WHAT YOU SHOULD DO:
Lines to restate from the data below: from the one containing "Target: brass faucet" to the one containing "Where can the decorative", both included. Give them again exactly, and only them.

AVAILABLE RECORDS:

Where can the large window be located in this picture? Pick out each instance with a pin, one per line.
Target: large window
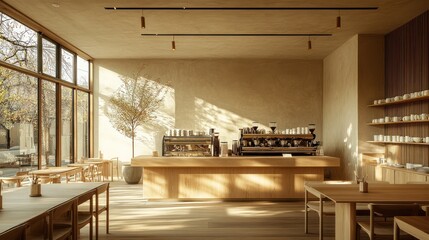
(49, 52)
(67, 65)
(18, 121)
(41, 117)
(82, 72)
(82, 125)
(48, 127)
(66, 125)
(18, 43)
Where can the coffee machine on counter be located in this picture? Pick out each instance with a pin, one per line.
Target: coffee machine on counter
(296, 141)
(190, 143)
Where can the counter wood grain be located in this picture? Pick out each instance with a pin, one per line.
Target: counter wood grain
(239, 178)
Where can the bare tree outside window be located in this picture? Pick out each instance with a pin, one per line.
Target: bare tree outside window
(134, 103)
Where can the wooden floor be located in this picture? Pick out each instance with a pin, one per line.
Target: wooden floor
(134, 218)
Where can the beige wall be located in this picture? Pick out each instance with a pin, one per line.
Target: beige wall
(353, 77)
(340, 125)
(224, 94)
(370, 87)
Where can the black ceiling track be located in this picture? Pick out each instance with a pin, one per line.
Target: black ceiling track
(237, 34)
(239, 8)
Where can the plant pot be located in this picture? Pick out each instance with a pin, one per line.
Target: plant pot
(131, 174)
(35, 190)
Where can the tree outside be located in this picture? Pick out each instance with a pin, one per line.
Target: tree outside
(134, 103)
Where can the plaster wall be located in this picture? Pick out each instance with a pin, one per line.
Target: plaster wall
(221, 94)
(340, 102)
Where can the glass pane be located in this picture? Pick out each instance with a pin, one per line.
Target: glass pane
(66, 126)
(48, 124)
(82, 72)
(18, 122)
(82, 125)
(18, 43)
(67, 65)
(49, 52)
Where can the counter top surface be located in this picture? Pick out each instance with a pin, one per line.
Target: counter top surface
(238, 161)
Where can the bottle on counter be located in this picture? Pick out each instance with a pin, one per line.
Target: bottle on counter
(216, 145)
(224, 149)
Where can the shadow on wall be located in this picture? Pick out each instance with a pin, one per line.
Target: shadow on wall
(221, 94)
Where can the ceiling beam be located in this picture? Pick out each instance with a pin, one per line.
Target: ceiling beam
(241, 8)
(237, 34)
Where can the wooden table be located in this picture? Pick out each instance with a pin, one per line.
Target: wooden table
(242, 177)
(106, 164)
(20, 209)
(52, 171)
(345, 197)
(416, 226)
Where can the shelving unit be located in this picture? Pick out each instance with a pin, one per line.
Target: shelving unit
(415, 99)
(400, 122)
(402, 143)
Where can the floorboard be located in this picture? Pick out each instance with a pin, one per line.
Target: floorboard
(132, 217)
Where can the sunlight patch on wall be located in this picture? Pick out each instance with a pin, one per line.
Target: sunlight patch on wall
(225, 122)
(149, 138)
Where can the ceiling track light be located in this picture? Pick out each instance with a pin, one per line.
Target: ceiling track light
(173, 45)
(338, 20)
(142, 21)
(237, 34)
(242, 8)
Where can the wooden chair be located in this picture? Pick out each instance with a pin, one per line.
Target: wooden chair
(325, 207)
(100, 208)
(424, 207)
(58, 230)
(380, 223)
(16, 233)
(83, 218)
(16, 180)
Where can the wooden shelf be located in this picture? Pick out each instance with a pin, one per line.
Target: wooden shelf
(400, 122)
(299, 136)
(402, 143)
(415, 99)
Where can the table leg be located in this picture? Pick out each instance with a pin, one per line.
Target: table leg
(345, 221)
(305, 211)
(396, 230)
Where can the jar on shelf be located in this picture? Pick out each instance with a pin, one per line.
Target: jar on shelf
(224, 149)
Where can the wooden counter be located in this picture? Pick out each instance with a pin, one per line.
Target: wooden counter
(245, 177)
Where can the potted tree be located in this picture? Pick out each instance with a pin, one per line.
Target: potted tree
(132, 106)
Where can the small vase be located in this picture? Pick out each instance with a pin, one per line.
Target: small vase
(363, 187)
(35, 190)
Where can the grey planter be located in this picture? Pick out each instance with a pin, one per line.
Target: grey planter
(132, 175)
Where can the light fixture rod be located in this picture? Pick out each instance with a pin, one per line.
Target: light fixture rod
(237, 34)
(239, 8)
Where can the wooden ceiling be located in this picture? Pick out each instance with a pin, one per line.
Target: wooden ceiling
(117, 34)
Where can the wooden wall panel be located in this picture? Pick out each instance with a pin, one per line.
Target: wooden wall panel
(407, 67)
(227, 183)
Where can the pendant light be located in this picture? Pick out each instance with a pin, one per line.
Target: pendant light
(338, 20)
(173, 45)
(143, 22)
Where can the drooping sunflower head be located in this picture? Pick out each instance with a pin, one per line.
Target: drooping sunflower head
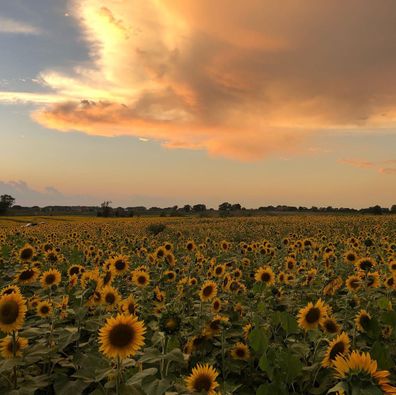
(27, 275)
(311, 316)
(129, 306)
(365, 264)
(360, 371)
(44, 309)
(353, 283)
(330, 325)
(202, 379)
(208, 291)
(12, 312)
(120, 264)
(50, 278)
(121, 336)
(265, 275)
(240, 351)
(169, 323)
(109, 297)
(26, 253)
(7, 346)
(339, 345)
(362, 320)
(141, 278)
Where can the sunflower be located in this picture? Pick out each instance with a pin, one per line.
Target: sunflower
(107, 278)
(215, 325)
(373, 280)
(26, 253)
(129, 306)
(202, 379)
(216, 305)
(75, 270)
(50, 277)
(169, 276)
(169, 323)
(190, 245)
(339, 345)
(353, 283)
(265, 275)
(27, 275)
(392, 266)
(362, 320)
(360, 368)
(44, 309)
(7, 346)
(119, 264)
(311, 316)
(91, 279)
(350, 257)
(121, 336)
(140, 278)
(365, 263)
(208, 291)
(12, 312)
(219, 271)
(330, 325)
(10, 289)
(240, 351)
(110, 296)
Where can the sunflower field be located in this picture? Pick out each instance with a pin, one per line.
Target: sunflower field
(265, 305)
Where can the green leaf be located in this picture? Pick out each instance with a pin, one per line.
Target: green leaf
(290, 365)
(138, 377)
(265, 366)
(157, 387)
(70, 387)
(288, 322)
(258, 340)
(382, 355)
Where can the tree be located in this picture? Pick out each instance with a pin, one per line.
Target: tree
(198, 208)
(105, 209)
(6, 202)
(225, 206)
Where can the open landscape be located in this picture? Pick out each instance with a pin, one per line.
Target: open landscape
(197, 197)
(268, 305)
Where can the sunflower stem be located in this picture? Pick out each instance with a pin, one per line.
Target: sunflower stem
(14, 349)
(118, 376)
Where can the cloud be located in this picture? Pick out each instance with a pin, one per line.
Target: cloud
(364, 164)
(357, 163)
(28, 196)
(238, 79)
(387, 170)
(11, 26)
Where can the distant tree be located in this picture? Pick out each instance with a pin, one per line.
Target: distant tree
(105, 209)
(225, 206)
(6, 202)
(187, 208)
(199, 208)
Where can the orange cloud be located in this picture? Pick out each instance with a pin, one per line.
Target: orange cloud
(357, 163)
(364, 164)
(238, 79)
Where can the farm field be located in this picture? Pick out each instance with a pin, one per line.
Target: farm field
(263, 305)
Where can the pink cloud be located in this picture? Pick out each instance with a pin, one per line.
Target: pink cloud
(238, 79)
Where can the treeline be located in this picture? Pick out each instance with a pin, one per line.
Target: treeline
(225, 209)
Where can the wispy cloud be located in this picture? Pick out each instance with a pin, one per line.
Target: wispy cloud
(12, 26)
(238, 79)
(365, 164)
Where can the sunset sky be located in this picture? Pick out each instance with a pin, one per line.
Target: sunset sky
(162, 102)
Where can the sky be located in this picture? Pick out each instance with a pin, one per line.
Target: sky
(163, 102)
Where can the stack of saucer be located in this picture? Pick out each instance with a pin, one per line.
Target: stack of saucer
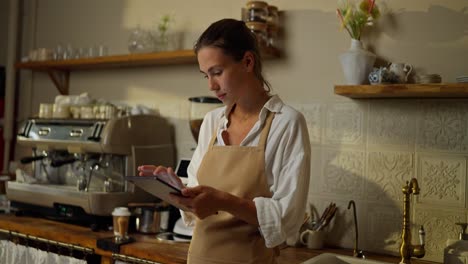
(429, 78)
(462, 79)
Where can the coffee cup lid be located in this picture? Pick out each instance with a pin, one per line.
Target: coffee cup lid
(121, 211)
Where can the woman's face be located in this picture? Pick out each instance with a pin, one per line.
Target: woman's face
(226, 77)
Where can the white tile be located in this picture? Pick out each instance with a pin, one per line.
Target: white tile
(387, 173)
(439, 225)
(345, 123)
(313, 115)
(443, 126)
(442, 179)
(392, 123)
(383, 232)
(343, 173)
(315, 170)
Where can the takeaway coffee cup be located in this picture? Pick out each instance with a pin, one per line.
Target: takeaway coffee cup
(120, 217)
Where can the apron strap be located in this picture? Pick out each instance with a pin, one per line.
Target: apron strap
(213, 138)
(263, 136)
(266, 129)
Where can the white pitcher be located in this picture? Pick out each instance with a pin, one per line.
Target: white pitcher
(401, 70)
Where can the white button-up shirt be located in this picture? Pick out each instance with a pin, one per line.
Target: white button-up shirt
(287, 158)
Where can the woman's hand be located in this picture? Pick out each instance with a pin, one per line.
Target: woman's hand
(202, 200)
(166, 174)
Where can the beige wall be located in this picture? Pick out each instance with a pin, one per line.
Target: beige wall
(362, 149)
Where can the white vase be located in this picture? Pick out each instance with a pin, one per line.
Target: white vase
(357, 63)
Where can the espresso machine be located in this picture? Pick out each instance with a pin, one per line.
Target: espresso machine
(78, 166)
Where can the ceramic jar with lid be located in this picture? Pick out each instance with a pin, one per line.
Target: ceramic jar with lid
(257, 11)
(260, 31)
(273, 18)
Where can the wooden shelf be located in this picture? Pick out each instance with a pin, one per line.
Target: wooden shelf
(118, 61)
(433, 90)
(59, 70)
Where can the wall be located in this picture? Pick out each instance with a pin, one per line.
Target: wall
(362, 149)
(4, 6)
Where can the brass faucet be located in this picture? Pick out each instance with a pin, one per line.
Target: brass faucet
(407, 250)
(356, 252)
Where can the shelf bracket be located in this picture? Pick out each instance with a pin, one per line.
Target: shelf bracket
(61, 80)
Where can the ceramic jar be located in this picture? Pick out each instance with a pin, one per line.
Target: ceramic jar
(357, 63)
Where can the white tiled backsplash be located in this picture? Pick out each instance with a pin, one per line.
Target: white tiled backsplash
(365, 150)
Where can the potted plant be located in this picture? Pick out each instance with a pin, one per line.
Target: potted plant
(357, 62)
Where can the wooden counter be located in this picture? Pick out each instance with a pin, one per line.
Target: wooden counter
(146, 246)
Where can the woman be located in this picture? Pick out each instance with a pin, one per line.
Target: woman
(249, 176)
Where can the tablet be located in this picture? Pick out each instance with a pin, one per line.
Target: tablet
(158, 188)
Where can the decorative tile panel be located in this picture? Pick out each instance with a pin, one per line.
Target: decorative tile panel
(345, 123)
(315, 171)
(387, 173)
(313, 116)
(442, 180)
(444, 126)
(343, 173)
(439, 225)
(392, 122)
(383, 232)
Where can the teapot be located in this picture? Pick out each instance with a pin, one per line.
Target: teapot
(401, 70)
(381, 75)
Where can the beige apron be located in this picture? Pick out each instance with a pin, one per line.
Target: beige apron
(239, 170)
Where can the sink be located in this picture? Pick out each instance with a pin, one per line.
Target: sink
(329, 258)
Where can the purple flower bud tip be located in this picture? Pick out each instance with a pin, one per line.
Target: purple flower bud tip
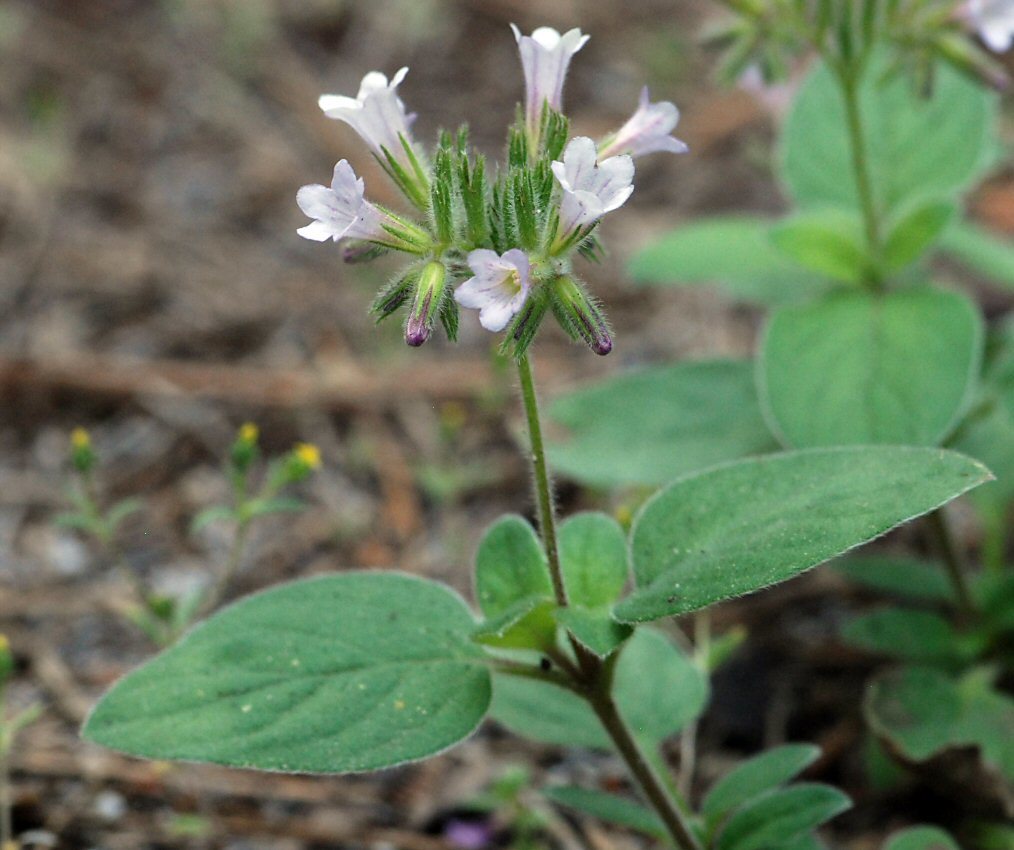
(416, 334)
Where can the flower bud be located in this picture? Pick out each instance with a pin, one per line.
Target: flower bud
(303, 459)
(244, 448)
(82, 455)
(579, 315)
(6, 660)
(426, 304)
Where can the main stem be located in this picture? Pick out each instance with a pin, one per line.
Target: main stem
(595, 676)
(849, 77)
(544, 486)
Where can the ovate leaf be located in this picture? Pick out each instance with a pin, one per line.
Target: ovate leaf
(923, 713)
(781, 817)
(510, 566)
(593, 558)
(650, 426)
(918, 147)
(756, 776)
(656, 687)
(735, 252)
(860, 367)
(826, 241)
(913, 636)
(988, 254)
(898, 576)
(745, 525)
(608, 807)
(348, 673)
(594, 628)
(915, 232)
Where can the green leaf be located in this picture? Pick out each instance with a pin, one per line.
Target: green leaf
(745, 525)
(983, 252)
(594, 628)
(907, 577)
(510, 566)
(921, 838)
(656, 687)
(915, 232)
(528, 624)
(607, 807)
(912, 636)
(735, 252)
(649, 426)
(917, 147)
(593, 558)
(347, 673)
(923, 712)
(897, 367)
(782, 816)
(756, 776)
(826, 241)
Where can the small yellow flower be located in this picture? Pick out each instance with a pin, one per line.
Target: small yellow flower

WRITTEN ANSWER:
Target: brass faucet
(407, 250)
(356, 252)
Where can the shelf bracket be located in this picture? Pick out each instance with a pin, one per line.
Target: shelf bracket
(61, 80)
Where can the ceramic jar be located in this picture? Pick out each instance with a pin, one per line.
Target: ceramic jar
(357, 63)
Where can the white tiled backsplash be located in this picture? Pick out each instance with a pin, one per line.
Target: white tiled backsplash
(365, 150)
Where can the potted plant be located in this picture? Pick out each instance with a pin, one per line.
Target: potted plant
(357, 62)
Where can the wooden counter be located in this picture? Pick out each instance with a pin, one per line.
Target: wooden counter
(146, 246)
Where can the woman be located in this picture? Pick out each instance with a pin, one per line.
Target: woman
(249, 176)
Where can the tablet be located in this picture? Pick out each instance with a pin, one per line.
Target: tablet
(158, 188)
Where can the decorative tile panel be located in this picture? Pick out each instance with a pin, one per line.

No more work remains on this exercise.